* [Reading passage]:
:::

Ever considered jetting off to Amsterdam and joining the city’s booming tech scene? Perhaps you should! Amsterdam is a thriving tech hub and a superior choice for software developers and IT professionals. Over the past decade, Amsterdam has shown its strengths with a strong software culture and continued growth and innovation.
Amsterdam’s software development scene is incredibly vibrant, driven by established professionals and young coding talents. Whether you work for a major multinational in the Zuidas business district or a startup in the heart of the city center, software developers enjoy the quality of life, creative buzz, and flexibility in-office hours. The variety in software development opportunities is vast, from innovations in mobile apps, social media, and smart technology to digital security in finance and solutions for life sciences and logistics.
Major employers (with headquarters) in Amsterdam are Google, Facebook, Palo Alto Networks, Microsoft, Netflix, Red Hat Software, Blackboard, AppNexus, OracleMobiquity, Joyent, LinkedIn, Apple, Trion Networks, Criteo, SAP, TomTom, Jive Software, Akamai and Infosys. These big names are joined by new international companies in the region each year, covering the broad spectrum of cloud, data, mobile, and desktop software.

:::

* [Available data]:
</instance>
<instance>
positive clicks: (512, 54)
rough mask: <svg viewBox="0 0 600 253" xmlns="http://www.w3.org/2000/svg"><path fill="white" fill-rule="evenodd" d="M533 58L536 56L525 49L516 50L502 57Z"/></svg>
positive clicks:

:::

* [Using the information]:
A – According to the Amsterdam tech passage, in which business district might a developer work for a major multinational?
B – Reproduce the Amsterdam tech passage word for word, starting with "Ever considered jetting" and going on through "growth and innovation.".

* [Solutions to the exercise]:
A – The Zuidas business district.

B –
Ever considered jetting off to Amsterdam and joining the city’s booming tech scene? Perhaps you should! Amsterdam is a thriving tech hub and a superior choice for software developers and IT professionals. Over the past decade, Amsterdam has shown its strengths with a strong software culture and continued growth and innovation.